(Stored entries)
*****

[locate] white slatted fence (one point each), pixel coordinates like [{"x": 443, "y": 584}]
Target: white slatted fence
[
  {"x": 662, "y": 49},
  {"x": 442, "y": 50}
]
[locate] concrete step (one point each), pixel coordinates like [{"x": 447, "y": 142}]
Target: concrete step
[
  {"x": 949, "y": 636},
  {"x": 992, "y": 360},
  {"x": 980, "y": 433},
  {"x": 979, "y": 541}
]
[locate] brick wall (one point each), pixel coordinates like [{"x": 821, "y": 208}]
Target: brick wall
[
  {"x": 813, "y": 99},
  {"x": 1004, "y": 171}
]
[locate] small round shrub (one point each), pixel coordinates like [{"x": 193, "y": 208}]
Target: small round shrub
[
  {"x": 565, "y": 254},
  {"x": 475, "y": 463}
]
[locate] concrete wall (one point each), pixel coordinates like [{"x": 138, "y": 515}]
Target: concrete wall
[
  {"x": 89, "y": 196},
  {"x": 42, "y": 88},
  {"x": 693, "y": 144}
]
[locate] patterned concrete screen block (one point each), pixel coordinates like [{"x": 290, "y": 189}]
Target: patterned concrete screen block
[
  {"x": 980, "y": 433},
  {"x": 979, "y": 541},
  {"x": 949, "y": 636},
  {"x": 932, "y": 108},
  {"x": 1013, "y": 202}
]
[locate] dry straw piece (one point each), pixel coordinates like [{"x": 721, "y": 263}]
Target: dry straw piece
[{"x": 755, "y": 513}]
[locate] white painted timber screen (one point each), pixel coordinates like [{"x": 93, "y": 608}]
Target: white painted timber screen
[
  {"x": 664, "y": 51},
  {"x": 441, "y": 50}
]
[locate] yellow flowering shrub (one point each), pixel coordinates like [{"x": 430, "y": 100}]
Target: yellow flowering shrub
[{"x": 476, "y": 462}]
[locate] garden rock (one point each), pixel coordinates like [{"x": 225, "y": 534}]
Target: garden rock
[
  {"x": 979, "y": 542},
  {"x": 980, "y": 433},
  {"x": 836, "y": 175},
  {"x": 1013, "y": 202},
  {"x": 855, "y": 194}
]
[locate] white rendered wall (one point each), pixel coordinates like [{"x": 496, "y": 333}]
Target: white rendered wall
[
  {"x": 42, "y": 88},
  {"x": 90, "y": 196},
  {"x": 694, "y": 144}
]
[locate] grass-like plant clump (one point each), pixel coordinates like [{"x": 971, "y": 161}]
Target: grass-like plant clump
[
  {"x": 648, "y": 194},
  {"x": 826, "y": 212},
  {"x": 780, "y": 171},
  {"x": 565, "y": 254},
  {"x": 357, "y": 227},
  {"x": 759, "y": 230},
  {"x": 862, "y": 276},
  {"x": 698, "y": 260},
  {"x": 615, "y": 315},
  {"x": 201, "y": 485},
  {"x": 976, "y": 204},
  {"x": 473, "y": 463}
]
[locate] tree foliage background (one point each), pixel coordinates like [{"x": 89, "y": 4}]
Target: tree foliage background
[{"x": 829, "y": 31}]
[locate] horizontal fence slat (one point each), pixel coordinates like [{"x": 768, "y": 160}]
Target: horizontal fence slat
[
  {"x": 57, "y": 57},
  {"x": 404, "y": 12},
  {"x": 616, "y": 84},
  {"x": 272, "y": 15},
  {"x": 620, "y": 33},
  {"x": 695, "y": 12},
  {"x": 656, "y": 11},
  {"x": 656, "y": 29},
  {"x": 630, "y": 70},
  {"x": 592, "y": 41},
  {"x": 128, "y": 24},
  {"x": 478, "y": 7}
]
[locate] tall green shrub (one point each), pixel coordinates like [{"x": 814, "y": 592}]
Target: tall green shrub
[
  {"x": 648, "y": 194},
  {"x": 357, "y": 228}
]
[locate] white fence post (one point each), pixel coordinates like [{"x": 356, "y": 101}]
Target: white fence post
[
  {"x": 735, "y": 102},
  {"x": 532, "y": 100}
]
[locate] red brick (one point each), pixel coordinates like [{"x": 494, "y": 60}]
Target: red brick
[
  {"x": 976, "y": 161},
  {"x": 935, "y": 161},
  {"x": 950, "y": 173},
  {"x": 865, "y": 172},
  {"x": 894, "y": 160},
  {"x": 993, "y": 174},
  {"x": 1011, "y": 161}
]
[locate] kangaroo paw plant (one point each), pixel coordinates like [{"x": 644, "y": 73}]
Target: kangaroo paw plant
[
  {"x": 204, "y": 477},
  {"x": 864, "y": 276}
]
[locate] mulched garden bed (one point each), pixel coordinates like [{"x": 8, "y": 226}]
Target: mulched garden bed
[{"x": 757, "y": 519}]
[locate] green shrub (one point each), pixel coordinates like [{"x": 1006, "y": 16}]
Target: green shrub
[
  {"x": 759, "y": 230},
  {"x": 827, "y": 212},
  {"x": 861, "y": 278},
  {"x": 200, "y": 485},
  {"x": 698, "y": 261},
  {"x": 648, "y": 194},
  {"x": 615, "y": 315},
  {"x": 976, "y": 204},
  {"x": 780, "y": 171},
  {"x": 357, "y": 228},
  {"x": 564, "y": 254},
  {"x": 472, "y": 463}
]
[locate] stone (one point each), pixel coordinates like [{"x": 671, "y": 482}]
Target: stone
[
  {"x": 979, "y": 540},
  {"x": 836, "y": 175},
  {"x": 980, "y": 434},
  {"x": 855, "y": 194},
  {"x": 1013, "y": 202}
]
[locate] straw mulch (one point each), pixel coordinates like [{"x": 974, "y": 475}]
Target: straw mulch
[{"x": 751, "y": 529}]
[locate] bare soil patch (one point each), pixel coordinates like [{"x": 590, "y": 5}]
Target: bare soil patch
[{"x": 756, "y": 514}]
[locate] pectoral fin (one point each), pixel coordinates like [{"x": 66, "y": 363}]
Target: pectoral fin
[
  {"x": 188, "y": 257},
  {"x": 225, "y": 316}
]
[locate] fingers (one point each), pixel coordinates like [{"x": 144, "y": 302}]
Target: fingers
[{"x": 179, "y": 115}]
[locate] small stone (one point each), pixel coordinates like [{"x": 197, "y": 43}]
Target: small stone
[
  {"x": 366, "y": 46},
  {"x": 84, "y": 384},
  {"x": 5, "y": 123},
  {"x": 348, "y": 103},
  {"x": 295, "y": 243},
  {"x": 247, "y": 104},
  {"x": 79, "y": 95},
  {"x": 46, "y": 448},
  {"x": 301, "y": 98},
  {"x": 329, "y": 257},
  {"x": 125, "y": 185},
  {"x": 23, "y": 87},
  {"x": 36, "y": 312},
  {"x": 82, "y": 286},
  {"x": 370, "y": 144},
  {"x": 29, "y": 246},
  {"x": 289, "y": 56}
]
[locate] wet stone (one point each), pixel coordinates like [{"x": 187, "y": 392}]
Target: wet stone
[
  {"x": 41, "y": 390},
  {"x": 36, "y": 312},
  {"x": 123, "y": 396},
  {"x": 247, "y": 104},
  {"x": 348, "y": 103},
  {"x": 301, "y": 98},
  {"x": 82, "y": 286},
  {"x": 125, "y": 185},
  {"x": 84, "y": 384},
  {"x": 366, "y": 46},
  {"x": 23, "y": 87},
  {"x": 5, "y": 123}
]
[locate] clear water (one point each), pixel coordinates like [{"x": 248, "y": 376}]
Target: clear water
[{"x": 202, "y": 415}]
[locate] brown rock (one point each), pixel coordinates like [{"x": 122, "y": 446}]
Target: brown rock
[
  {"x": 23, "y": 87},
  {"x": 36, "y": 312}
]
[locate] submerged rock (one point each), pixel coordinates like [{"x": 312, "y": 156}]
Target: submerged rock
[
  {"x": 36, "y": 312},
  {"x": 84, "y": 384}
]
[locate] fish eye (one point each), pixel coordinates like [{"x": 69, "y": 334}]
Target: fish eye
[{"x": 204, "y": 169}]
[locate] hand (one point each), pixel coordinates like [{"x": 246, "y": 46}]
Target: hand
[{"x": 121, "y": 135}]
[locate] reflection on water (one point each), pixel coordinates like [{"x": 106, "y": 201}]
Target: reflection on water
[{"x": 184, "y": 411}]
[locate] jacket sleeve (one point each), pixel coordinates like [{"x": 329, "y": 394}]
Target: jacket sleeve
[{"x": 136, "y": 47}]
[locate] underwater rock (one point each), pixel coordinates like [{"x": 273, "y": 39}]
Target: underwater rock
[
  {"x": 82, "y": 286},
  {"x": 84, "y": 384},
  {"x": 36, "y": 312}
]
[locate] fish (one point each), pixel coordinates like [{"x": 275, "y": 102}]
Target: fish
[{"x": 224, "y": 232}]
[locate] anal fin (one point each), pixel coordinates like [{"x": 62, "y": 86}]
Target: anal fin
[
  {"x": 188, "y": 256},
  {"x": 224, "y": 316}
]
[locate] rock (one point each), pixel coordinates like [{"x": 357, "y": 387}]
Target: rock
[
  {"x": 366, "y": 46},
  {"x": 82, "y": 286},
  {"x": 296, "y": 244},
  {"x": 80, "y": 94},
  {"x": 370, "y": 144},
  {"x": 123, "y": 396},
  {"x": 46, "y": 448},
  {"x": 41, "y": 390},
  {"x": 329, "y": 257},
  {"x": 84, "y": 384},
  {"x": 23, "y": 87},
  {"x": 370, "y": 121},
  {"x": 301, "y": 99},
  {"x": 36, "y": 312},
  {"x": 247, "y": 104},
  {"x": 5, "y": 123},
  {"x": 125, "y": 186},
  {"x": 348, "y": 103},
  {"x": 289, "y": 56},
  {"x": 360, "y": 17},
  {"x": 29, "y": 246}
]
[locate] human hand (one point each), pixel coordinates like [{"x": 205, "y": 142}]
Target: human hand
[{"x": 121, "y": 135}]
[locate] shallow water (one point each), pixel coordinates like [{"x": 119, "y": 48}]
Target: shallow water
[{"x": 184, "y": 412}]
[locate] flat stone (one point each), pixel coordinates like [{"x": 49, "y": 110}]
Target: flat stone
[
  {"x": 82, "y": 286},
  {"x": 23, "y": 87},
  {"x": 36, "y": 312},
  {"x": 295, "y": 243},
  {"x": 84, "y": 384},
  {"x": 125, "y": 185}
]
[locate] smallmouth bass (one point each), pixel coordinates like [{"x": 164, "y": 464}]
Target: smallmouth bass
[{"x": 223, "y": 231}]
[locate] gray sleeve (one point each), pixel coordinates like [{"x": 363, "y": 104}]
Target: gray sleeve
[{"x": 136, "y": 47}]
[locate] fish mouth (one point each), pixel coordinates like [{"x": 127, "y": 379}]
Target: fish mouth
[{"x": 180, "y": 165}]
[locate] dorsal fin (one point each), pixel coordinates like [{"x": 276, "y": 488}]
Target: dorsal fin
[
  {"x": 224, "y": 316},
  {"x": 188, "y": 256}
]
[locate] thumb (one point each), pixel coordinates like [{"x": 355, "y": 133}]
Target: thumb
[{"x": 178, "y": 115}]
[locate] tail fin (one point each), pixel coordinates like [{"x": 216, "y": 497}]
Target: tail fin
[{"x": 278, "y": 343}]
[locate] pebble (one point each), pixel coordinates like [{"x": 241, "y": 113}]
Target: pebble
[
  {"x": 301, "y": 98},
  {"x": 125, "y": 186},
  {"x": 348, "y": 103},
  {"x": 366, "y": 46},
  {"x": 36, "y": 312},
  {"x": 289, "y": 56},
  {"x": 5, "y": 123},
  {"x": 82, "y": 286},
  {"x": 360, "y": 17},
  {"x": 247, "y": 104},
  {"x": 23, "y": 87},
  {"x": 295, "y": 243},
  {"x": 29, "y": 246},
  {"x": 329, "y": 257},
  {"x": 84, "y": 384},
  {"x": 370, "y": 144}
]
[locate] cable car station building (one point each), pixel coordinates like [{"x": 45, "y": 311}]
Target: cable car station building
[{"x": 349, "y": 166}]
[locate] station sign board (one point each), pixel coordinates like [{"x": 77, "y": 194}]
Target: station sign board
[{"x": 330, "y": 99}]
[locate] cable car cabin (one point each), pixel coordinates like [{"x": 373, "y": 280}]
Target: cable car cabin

*****

◆ **WHAT IS REQUIRED**: Write out again, exactly, the lines from the one holding "[locate] flat stone" through the end of the listing, with both ends included.

◆ **TASK RESPONSE**:
[locate] flat stone (one point each), pixel coordinates like [{"x": 49, "y": 110}]
Target: flat stone
[
  {"x": 82, "y": 286},
  {"x": 23, "y": 87},
  {"x": 36, "y": 312},
  {"x": 295, "y": 243},
  {"x": 84, "y": 384},
  {"x": 125, "y": 185}
]
[locate] smallmouth bass (one point each), pixel coordinates like [{"x": 164, "y": 464}]
Target: smallmouth bass
[{"x": 223, "y": 231}]
[locate] gray sleeve (one point each), pixel coordinates like [{"x": 363, "y": 104}]
Target: gray sleeve
[{"x": 136, "y": 47}]
[locate] fish mouth (one point each), pixel coordinates like [{"x": 127, "y": 379}]
Target: fish mouth
[{"x": 180, "y": 165}]
[locate] dorsal fin (one point each), pixel coordinates like [{"x": 276, "y": 488}]
Target: dorsal fin
[
  {"x": 224, "y": 316},
  {"x": 188, "y": 256}
]
[locate] thumb (one point each), pixel coordinates like [{"x": 355, "y": 133}]
Target: thumb
[{"x": 178, "y": 115}]
[locate] tail fin (one point each), pixel coordinates like [{"x": 216, "y": 497}]
Target: tail fin
[{"x": 278, "y": 343}]
[locate] pebble (one point each), pixel coordinates like [{"x": 241, "y": 113}]
Target: pebble
[
  {"x": 301, "y": 98},
  {"x": 125, "y": 186},
  {"x": 348, "y": 103},
  {"x": 366, "y": 46},
  {"x": 36, "y": 312},
  {"x": 289, "y": 56},
  {"x": 5, "y": 123},
  {"x": 82, "y": 286},
  {"x": 360, "y": 17},
  {"x": 247, "y": 104},
  {"x": 23, "y": 87},
  {"x": 295, "y": 243},
  {"x": 29, "y": 246},
  {"x": 329, "y": 257},
  {"x": 84, "y": 384},
  {"x": 370, "y": 144}
]
[locate] cable car station building (one point each), pixel coordinates like [{"x": 45, "y": 311}]
Target: cable car station building
[{"x": 349, "y": 166}]
[locate] station sign board (one point each), pixel coordinates like [{"x": 77, "y": 194}]
Target: station sign board
[{"x": 330, "y": 99}]
[locate] cable car cabin (one point each), pixel coordinates like [{"x": 373, "y": 280}]
Target: cable car cabin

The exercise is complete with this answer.